Locate the line containing "Each instance of the man's leg", then please write out that line and all the lines below it in the entries exactly.

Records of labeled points

************

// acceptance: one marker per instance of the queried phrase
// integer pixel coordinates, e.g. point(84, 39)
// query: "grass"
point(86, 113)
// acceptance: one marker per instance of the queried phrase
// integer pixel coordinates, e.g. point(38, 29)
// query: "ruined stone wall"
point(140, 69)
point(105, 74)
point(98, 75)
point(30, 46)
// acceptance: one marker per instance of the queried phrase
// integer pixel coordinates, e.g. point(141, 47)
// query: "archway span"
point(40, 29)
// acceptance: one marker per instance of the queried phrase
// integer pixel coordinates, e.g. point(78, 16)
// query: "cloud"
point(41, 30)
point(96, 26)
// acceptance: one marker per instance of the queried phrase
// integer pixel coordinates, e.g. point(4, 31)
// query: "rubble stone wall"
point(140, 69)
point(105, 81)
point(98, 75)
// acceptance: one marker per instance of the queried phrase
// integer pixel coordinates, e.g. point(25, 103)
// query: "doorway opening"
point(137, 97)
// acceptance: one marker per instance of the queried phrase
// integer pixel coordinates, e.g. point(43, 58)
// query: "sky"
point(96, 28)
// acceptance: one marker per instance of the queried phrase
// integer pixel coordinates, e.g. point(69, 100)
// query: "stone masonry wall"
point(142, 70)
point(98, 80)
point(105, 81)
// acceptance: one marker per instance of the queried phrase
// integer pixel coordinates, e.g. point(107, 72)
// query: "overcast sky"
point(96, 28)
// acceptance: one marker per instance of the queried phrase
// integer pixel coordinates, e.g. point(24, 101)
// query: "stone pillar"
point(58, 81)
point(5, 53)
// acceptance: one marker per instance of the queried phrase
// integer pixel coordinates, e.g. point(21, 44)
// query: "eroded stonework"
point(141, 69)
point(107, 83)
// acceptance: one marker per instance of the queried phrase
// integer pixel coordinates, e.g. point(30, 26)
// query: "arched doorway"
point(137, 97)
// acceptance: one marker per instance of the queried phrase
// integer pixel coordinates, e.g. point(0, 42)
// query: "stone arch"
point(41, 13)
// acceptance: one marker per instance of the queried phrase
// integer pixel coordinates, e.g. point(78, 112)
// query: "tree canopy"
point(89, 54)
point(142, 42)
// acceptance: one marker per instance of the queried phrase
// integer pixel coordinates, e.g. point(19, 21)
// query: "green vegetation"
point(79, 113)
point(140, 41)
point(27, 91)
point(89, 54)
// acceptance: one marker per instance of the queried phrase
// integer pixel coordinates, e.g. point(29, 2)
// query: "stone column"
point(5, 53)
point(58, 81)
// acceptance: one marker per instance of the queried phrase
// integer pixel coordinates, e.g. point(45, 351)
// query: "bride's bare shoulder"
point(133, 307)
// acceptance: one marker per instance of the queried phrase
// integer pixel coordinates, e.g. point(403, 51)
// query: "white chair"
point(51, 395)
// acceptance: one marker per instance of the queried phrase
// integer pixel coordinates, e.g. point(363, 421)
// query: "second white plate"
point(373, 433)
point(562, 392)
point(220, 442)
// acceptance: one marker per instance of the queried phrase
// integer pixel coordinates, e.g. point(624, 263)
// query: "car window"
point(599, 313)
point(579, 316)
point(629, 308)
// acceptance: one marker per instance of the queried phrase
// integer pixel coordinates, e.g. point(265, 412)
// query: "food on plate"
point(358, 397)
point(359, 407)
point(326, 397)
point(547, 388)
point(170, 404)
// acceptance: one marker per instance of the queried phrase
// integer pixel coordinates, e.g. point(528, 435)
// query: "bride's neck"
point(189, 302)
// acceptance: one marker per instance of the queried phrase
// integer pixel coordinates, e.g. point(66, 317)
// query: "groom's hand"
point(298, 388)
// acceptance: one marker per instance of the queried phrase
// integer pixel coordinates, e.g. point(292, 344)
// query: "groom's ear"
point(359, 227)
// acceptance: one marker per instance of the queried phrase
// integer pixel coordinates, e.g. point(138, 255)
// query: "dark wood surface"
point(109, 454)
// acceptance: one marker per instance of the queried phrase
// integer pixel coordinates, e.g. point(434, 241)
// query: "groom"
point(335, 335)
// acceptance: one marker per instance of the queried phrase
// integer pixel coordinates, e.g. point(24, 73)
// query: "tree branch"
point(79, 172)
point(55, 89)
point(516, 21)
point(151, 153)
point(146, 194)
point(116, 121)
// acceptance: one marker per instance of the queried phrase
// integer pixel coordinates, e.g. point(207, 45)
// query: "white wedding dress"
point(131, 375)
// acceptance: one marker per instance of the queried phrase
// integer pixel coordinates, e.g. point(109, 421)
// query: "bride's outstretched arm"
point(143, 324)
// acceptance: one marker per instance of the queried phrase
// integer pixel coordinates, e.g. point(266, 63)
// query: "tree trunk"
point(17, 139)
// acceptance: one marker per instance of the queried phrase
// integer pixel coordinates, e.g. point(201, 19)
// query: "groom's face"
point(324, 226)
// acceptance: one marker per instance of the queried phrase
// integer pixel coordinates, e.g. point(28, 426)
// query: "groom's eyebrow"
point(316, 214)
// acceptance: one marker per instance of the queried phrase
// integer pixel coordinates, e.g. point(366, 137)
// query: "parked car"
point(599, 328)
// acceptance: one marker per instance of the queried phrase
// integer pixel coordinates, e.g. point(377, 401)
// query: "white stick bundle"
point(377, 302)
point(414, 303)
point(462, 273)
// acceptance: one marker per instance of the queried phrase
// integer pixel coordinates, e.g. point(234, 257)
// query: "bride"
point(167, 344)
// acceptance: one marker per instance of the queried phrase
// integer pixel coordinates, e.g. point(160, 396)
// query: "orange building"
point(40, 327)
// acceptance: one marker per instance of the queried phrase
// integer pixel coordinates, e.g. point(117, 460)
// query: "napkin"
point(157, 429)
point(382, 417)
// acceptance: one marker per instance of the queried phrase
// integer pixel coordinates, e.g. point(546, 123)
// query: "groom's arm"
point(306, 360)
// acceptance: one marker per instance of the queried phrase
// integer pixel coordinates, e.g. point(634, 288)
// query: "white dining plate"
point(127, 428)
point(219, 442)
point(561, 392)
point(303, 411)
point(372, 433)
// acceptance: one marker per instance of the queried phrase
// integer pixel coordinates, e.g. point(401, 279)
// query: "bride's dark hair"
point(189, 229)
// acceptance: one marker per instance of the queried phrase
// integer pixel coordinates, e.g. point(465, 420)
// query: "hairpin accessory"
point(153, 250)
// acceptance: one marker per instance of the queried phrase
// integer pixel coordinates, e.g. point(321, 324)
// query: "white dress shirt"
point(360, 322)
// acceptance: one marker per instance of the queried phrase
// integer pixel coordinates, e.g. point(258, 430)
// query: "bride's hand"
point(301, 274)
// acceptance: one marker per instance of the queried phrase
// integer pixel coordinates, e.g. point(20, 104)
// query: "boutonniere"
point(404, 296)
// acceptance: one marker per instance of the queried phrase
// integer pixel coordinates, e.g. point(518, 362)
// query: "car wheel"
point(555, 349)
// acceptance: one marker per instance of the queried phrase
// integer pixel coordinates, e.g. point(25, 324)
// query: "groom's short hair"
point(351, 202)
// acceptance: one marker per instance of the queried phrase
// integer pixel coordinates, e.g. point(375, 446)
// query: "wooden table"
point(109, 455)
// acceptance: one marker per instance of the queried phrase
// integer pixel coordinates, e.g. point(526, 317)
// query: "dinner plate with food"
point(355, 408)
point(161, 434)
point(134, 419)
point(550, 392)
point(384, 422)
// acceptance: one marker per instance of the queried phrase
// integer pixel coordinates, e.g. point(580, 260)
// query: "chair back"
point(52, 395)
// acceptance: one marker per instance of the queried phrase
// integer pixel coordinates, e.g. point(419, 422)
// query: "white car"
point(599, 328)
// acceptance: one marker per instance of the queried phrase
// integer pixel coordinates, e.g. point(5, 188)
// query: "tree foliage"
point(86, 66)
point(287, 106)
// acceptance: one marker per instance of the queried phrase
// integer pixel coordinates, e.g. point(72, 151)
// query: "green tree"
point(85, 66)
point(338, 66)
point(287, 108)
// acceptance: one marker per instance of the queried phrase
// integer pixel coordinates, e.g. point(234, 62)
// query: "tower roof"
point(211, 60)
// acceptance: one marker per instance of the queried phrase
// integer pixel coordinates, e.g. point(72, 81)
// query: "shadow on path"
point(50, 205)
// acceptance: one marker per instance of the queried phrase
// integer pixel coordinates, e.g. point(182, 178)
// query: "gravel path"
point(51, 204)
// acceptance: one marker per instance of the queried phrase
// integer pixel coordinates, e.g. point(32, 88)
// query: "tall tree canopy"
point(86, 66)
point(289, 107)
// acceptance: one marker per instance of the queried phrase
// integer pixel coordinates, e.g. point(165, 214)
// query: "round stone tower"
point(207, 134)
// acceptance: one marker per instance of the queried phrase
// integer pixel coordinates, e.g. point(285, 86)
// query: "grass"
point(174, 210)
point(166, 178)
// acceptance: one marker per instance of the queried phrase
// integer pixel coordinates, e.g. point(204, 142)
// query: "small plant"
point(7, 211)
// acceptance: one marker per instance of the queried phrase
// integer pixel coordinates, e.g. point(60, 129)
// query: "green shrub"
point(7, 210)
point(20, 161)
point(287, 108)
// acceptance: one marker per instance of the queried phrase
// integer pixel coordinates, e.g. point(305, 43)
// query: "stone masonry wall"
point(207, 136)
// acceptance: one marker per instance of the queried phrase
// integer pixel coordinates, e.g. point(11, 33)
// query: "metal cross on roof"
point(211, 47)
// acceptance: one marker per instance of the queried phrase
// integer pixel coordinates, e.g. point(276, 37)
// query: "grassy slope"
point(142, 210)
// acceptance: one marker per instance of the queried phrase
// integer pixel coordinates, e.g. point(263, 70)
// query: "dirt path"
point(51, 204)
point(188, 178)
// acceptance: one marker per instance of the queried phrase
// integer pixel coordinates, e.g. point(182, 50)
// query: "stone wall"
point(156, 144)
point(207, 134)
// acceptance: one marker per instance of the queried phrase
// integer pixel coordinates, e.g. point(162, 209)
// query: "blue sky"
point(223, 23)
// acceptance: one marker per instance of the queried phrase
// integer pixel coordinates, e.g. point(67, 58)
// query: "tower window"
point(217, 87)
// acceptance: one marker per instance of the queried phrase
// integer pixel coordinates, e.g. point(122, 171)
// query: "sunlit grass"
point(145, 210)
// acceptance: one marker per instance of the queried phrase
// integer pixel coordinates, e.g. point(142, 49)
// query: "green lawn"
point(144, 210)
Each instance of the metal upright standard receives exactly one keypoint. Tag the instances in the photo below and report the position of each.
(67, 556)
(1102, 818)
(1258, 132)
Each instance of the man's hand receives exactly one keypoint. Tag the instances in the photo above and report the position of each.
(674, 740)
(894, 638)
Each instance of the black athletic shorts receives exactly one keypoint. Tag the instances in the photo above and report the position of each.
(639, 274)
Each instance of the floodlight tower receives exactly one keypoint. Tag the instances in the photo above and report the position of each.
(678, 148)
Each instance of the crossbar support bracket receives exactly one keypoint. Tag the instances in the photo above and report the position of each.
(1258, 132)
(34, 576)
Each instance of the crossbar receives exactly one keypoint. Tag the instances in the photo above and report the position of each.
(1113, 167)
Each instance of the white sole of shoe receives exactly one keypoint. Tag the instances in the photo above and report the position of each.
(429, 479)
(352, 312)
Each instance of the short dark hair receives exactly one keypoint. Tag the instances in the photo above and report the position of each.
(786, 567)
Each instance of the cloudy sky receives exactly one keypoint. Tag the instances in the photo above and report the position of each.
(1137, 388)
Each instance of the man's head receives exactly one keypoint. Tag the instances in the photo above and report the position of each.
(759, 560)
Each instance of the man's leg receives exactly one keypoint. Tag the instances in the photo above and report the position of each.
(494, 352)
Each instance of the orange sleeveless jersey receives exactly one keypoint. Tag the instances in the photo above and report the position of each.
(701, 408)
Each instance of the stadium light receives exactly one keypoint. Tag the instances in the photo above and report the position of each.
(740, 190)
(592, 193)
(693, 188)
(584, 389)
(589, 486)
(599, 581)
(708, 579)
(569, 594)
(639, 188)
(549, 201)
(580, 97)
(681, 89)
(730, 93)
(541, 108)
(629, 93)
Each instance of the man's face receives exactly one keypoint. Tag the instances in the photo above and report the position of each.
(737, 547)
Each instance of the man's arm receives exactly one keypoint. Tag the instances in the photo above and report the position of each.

************

→ Exercise response
Each instance of the man's leg receives exactly one keypoint. Tag the instances in the photo above and report the position of each.
(494, 352)
Each instance of the orange sleeveless jersey receives exactly one keypoint. Tag the instances in the photo above and report the position of each.
(701, 408)
Each instance of the stadium light receives exactly one keypoint. Tag the instances in the photo above and report the position of each.
(740, 190)
(592, 193)
(693, 188)
(584, 389)
(589, 486)
(599, 581)
(708, 579)
(569, 594)
(639, 188)
(549, 201)
(580, 97)
(681, 89)
(730, 93)
(541, 108)
(629, 93)
Each instance of the man's face receives exactly one keypoint. Tag the instances in the photo above and report the position of each.
(737, 547)
Each instance of the man's arm receives exactly one keypoint. Tag the instances in the photo above and report the position of each.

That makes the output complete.